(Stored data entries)
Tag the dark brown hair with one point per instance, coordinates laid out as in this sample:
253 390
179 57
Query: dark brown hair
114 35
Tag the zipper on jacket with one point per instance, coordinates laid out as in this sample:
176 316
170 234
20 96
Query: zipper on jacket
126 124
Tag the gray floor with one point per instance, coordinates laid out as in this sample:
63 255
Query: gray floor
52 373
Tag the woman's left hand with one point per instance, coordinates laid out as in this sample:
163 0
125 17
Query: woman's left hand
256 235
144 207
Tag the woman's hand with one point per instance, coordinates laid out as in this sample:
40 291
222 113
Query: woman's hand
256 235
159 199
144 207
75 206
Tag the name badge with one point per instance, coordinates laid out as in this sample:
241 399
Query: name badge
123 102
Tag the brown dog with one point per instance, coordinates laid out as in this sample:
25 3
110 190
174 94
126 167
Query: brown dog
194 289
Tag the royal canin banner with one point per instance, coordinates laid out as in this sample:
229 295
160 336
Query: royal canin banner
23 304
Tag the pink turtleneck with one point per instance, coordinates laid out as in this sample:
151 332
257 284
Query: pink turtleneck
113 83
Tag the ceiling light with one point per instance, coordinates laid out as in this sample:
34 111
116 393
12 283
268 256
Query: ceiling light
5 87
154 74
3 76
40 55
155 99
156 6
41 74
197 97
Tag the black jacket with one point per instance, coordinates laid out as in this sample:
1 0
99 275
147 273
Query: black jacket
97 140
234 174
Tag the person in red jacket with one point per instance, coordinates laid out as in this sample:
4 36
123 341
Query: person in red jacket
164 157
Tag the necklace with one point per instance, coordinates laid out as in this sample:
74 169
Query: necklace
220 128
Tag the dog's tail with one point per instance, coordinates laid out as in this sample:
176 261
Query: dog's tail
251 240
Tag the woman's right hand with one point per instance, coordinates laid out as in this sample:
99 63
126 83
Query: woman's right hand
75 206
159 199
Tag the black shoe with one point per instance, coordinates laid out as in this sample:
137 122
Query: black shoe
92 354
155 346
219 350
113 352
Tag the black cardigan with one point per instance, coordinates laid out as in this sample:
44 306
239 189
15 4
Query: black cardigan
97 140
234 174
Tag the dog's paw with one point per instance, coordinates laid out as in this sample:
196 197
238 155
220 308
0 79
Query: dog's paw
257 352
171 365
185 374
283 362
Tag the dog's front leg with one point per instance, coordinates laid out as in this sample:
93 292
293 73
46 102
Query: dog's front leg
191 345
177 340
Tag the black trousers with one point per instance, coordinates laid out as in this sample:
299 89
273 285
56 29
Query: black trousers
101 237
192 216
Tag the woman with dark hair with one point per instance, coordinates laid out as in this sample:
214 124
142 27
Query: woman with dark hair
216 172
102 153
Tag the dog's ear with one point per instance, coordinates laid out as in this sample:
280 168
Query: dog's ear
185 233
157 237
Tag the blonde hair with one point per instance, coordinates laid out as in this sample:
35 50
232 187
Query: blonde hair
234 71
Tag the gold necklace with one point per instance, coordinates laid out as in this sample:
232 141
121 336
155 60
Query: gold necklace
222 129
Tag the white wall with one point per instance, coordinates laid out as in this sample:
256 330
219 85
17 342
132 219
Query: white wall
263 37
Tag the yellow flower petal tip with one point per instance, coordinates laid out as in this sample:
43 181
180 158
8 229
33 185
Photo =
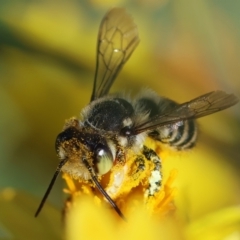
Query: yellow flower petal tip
129 188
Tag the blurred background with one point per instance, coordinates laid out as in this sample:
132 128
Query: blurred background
47 64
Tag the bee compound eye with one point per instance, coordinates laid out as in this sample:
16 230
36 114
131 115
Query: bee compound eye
104 160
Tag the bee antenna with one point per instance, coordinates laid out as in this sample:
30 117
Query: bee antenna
50 186
102 191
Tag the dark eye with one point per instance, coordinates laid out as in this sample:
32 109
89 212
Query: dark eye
104 160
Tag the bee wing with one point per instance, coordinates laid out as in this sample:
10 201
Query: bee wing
199 107
117 39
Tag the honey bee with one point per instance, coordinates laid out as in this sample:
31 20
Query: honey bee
112 125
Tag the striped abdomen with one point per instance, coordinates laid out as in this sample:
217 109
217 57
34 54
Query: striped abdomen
181 135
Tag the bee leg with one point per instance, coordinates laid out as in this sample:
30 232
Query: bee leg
155 179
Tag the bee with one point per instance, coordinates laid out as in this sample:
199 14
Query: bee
112 125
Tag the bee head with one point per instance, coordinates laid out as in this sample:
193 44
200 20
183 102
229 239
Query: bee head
86 152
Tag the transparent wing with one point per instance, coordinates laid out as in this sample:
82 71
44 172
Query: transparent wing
199 107
117 39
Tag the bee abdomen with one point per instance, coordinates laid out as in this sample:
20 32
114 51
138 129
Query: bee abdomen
179 137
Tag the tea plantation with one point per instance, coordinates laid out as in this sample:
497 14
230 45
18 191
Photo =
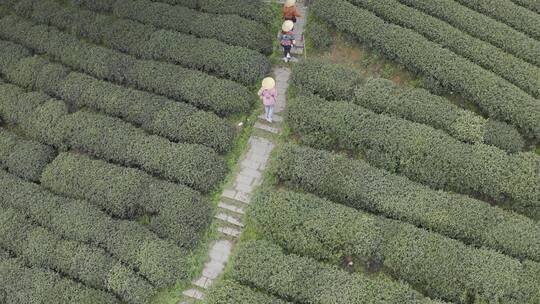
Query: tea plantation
402 164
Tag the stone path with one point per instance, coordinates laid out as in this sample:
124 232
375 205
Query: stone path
235 198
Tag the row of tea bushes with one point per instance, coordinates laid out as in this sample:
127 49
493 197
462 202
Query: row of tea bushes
197 88
522 74
440 267
155 114
176 212
303 280
114 140
506 11
22 285
533 5
24 158
338 82
420 152
356 184
229 291
147 42
494 95
231 29
481 26
38 247
159 261
258 10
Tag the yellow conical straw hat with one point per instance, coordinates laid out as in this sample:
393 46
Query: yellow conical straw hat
287 26
290 3
268 83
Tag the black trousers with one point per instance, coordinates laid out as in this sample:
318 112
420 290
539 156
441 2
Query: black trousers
286 50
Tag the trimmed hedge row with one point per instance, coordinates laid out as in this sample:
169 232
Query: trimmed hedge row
356 184
505 11
333 81
533 5
438 266
524 75
420 152
156 114
24 158
109 138
257 10
202 90
481 26
176 212
147 42
39 247
228 291
303 280
233 30
114 140
23 285
160 261
494 95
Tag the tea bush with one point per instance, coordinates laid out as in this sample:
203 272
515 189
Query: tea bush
160 261
438 266
176 212
420 152
482 26
39 247
356 184
495 96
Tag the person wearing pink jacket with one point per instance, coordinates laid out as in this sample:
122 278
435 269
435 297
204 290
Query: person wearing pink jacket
268 95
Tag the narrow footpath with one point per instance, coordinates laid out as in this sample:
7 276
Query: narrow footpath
235 198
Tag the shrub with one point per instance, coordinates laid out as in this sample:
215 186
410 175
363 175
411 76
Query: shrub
256 10
327 80
505 11
24 158
202 90
111 139
229 291
11 53
159 115
39 247
418 105
530 4
147 42
177 212
186 20
36 285
440 267
356 184
494 95
265 266
522 74
483 27
161 262
420 152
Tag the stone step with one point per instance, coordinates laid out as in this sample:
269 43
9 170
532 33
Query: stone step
267 128
203 282
275 117
229 219
236 195
232 208
229 231
193 293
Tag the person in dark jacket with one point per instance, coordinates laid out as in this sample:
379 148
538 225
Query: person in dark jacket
286 39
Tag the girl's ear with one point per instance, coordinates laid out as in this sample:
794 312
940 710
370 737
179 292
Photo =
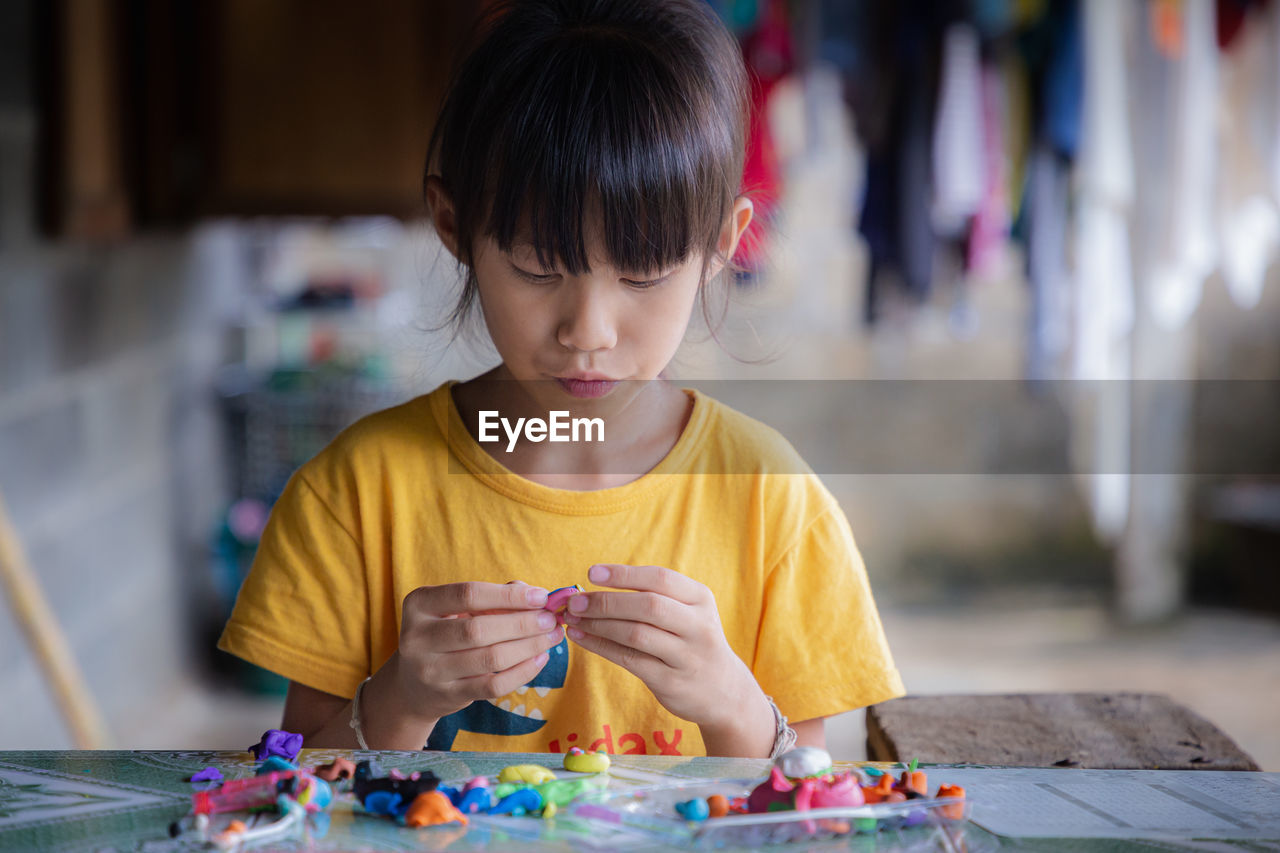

* _Your objective_: Could you repeat every record exactly as written, with the pictures left out?

* _Answer box_:
Tag the dark brown hair with one point per instance, coordinates laid out as in this sample:
253 390
179 57
Query: dark brown hair
114 35
Tag the zipper on jacket with one point per instance, coordinates laid out as in this sample:
176 316
170 234
20 96
Query: zipper on jacket
126 124
Tag the gray floor with one point per instance, coordinates laid out as in this sample:
63 255
Query: gray floor
52 373
Tag the woman's left hand with one point per instance, coordinates laid out as in this sample:
163 0
125 17
Query: woman's left hand
256 235
144 207
Tag the woman's hand with one point per instance, coordinates laid out as in this sample:
40 291
222 113
Query: woman's hand
256 235
159 199
144 207
75 206
Tag the name badge with one point per instance, coordinates laid out as in this sample:
241 399
Query: name badge
123 102
Tag the brown dog with one point per instance, coordinates laid out as in this sample:
25 3
110 190
174 94
126 167
Query: brown dog
194 289
Tag the royal canin banner with one point per instance, coordinates laid out as in this sample:
229 295
160 336
Query: royal canin banner
23 304
Tag the pink turtleneck with one point per instance, coordinates laid out as in this sample:
151 332
257 284
Query: pink turtleneck
113 83
Tag the ceiling light with one point per instance, coordinates laid out as in this sample:
34 111
116 393
12 283
268 256
Query: ceiling light
5 87
154 74
3 76
40 55
155 99
156 6
41 74
197 97
Tag the black jacket with one point per instance, coordinates laid out as in this sample:
1 0
99 275
147 273
Query: black jacket
97 140
234 174
Tag the person in red jacket with one point per instance, coordinates laid out as in this sample:
4 36
123 341
Query: person in red jacket
164 157
Tag the necklace with one point per instance, coordinates laid out as in this sample:
74 169
Query: necklace
220 128
Tag the dog's tail with one point per instance, coordinates laid out as in this sample:
176 261
Query: dog's tail
251 240
Tag the woman's right hand with one point per instance, coordinates laid out as in this sample:
99 63
126 83
Query: woman's right hand
75 206
159 199
Tag the black shoe with one point per instance, coordinates laid out as in this sample:
137 122
Query: black shoe
92 354
155 346
219 350
113 352
Tag the black cardigan with one point per instance, coordinates laid out as in this sample:
44 306
239 189
15 4
Query: black cardigan
97 140
234 174
Tag the dog's paw with one point per instance, coordinates laid out as in this sample:
196 197
238 155
220 308
0 79
Query: dog's paw
257 352
171 365
185 374
283 362
Tag the dog's front leg with one point per instance, coordinates laid out as in this sample:
93 292
293 73
46 102
Query: dog's front leg
191 345
177 340
Tag the black trousers with one point per instance, coordinates laid out as in this sample:
299 89
273 285
56 29
Query: black trousers
101 237
192 216
Tag the woman with dark hair with one point per instance, coordinates laid out as in this sample:
214 124
142 27
Query: woman with dark hair
216 172
102 153
Tag the dog's ear with one point per instance, coordinates laid out as in this sample:
280 168
Query: dog's ear
185 233
157 237
Tag the blonde hair with one point per instance, coordinates laid out as in this sample:
35 50
232 187
Query: blonde hair
234 71
Tag the gold necklace with one point per instance, coordinates laid out as in this sample:
232 141
121 336
155 60
Query: gold necklace
222 129
Tag the white wall with one point per instance, coordinates laid out as in this sample:
256 330
219 85
17 342
132 219
Query: white wall
263 37
Tag the yellow flower petal tip with one point per instance, coordinates laid out as in this sample:
43 181
180 158
8 229
33 185
Photo =
Query: yellow flower petal tip
129 188
Tag the blurred background with one point per instance, coordinates laid out as in this sample:
132 128
Query: blurred background
47 64
Tag the bee compound eye with one point per instance, coordinates laid out as in this sample:
16 230
36 114
131 115
Query: bee compound eye
104 160
Tag the bee antenna with one point per instance, coordinates laid out as in this sample:
30 117
Query: bee antenna
50 186
102 191
Tag the dark eye with one point per instance, coordinates laid out as in this sample:
32 109
89 212
Query: dark eye
104 160
Tag the bee wing with one point per instance, coordinates laid out as in this sample:
10 201
Query: bee wing
199 107
117 39
Tag the honey bee with one point per instance, coordinates laid out as in this sample:
31 20
Query: honey bee
112 125
Tag the striped abdomen with one point per instance, coordinates laid out as in this sample:
217 109
217 57
34 54
Query: striped abdomen
181 135
Tag the bee leg with one point per instance, coordinates laid out as in this sample:
30 232
Query: bee leg
155 179
Tag the bee with one point per instance, coordinates laid out as in this sample:
199 14
Query: bee
112 125
Tag the bee head with one point per instance, coordinates laid out as in this sample:
193 44
200 20
183 102
229 239
Query: bee head
86 152
Tag the transparent wing with one point per instance, coordinates laid out as in this sample:
82 71
44 172
Query: transparent wing
199 107
117 39
Tag the bee abdomen with one point per instance, coordinates laid out as in this sample:
20 32
114 51
138 129
Query: bee abdomen
179 137
Tag the tea plantation with one point per instance, coordinates laid out as in this sample:
497 14
230 45
18 191
Photo =
Query: tea plantation
402 164
Tag the stone path with one point per instance, coordinates laid out as in this sample:
124 232
375 205
Query: stone path
235 198
Tag the row of tea bushes with one point per instance, coordinates laid out as in this sample:
127 49
493 197
462 202
Query: row of tea bushes
197 88
522 74
440 267
155 114
176 212
303 280
114 140
506 11
22 285
533 5
24 158
338 82
420 152
356 184
229 291
147 42
494 95
231 29
481 26
38 247
159 261
258 10
Tag the yellow conical straw hat with one point per instance, coordinates laid out as in this sample:
393 46
Query: yellow conical straw hat
287 26
290 3
268 83
Tag the black trousers with one point per instance, coordinates laid out as in this sample:
318 112
420 290
539 156
441 2
Query: black trousers
286 50
Tag the trimmed hedge row with one point per instance, coordinates laid out as in this sample:
169 232
Query: trimmed hedge row
356 184
505 11
333 81
533 5
438 266
524 75
420 152
156 114
24 158
109 138
257 10
202 90
481 26
176 212
147 42
39 247
228 291
303 280
233 30
114 140
23 285
160 261
494 95
Tag the tea bush with one point per instance, coordinates laid out as in this sample:
203 272
515 189
Query: tea bush
160 261
438 266
176 212
420 152
482 26
39 247
356 184
495 96
Tag the person wearing pink jacket with one point per instance, coordinates laid out as in this sample:
122 278
435 269
435 297
204 290
Query: person wearing pink jacket
268 95
Tag the narrow footpath with one point per instance, coordinates laid out as in this sample:
7 276
Query: narrow footpath
235 198
Tag the shrub with one point per instance, coordinates laid out as in this sample:
215 186
410 175
363 175
411 76
Query: shrub
256 10
327 80
505 11
24 158
202 90
111 139
229 291
11 53
159 115
39 247
418 105
530 4
147 42
177 212
186 20
36 285
440 267
356 184
494 95
265 266
522 74
483 27
161 262
420 152
Tag the stone step with one point per instance, coordinates laid out as in this sample:
269 43
9 170
532 33
Query: stone step
267 128
203 282
275 117
229 219
236 195
232 208
229 231
193 293
Tag the person in dark jacket with one point per instance, coordinates laid out as in this sample:
379 148
538 225
Query: person in dark jacket
286 39
Tag the girl's ear with one point per instance, coordinates laid out as in this sample:
794 312
940 710
370 737
179 292
Photo =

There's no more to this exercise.